— start of Records for this exercise —

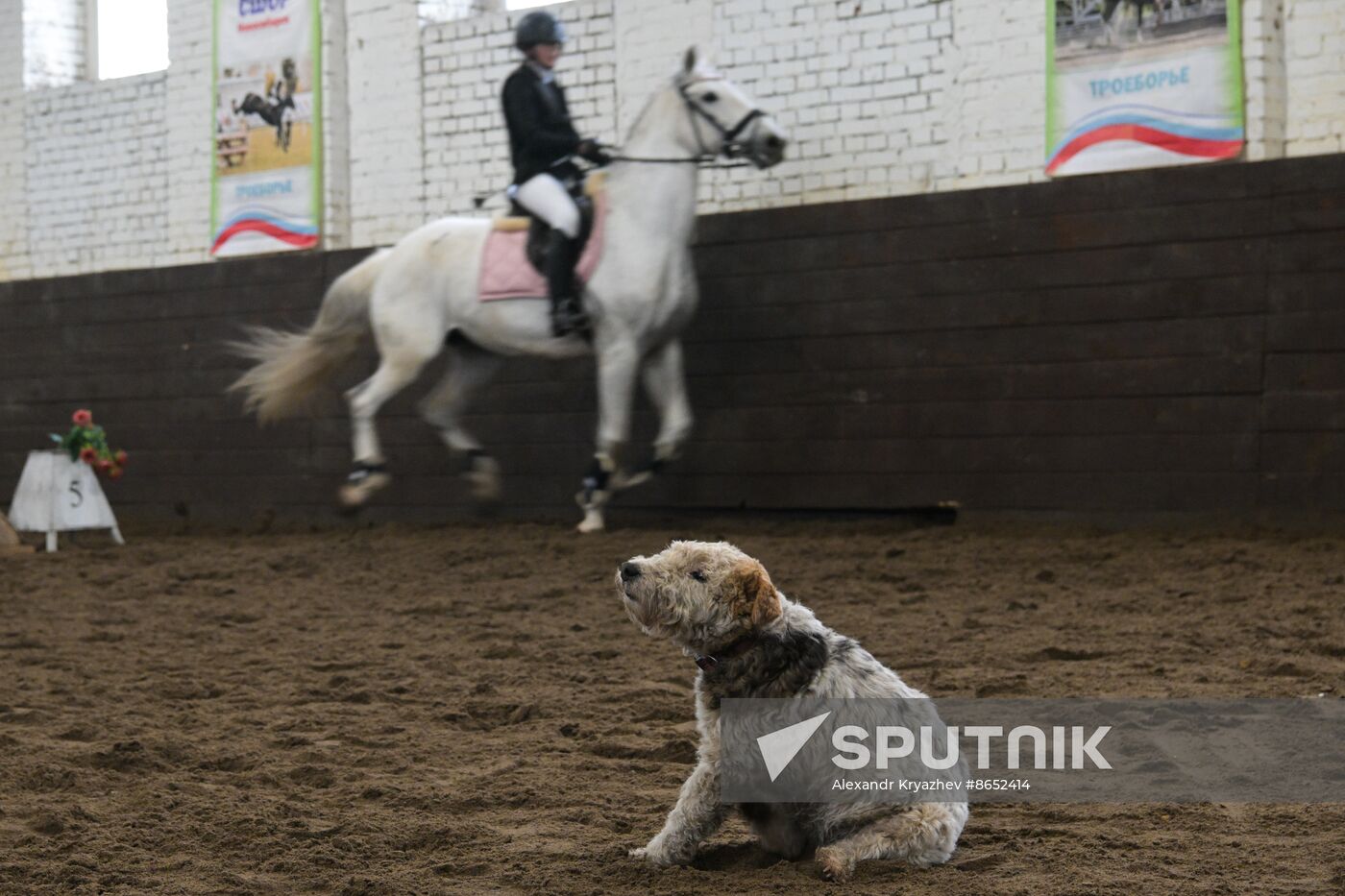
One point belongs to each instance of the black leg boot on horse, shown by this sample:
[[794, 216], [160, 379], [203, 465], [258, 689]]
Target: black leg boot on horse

— end of Records for this exercise —
— start of Records for this exercise —

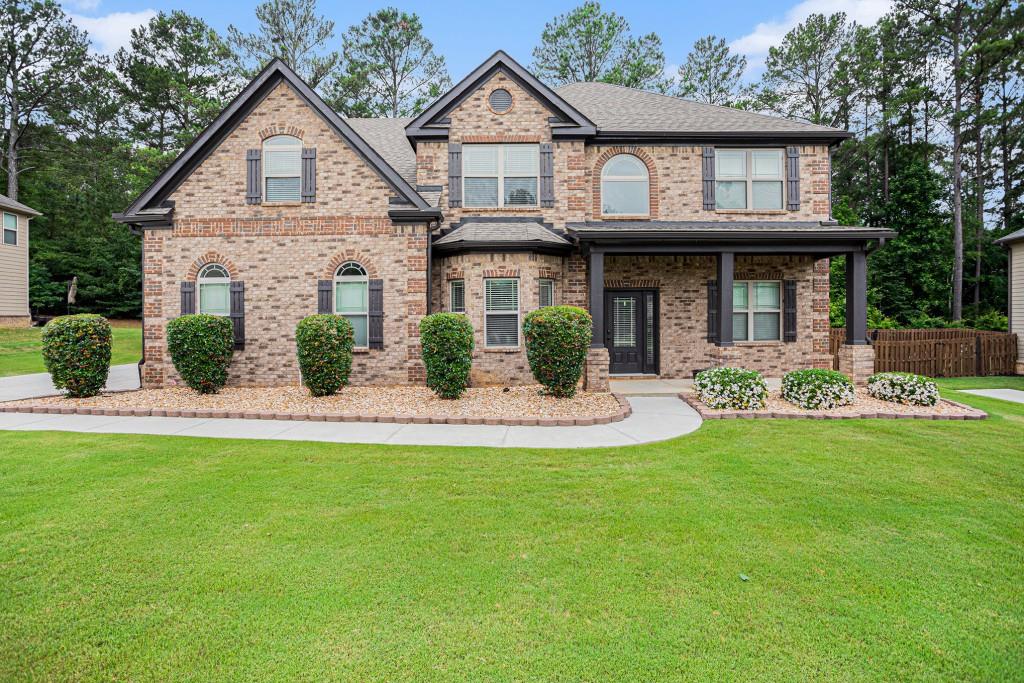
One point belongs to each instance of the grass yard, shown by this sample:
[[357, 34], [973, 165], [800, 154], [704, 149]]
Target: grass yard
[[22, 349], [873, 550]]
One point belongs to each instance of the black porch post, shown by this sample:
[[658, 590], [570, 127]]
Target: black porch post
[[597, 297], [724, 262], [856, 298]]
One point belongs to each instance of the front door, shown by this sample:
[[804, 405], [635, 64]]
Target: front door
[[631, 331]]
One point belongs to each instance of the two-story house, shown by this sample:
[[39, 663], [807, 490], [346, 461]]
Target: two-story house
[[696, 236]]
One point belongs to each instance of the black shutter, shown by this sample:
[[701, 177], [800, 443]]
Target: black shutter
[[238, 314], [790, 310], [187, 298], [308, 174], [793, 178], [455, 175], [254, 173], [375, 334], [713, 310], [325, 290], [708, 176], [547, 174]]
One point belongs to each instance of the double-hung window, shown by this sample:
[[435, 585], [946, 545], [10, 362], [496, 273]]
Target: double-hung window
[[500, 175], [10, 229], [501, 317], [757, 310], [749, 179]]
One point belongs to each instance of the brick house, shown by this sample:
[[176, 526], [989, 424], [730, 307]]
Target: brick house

— end of Records for this exercise —
— start of Records for this exercise —

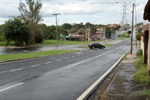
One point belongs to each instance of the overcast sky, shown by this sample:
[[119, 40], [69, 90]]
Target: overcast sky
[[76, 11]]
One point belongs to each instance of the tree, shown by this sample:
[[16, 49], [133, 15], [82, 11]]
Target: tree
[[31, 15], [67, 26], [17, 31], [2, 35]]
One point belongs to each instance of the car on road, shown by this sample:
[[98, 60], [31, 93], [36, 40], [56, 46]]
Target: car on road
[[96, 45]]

— end of Records for this exercise —

--- Written instruction ---
In the material, starting at the line that contains "One point belongs to each instance of the black leg" and ending at the line that contains "Target: black leg boot on horse", substitute "wrap" for "boot". Write out only those lines, with everything else left as it is.

--- Task output ---
One point belongs to each instance of the black leg wrap on horse, shown by this sample:
[[794, 216], [160, 379], [203, 465], [258, 689]]
Target: black leg wrap on horse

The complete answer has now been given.